Retype every one of the records below word for word, leaving out the pictures.

RECORD EXTRACTS
• • • • • • •

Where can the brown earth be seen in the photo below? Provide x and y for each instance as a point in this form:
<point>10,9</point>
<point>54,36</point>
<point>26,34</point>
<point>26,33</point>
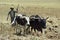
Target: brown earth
<point>53,23</point>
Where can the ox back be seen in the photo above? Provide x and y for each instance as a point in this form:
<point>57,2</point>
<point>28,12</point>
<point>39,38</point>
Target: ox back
<point>21,21</point>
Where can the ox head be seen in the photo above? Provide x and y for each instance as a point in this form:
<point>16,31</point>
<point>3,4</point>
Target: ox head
<point>43,22</point>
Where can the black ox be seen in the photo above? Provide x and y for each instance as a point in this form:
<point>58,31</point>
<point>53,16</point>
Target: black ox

• • • • • • •

EXPECTED ANSWER
Where can the brown earth be seen in the photo below? Provide x and y for each instance as a point in this form:
<point>10,9</point>
<point>54,36</point>
<point>26,34</point>
<point>26,33</point>
Target: brown earth
<point>53,23</point>
Where can the ox back be seen in the photo above? Provide x and y for each instance as a point in this form:
<point>57,2</point>
<point>28,12</point>
<point>39,38</point>
Target: ox back
<point>21,21</point>
Where can the ox head be seen in the photo above? Provide x and y for each instance as a point in this form:
<point>16,31</point>
<point>3,4</point>
Target: ox head
<point>43,22</point>
Where can the black ox be seen in the photo above? Provide x and y for each instance as a point in this form:
<point>58,31</point>
<point>53,16</point>
Target: black ox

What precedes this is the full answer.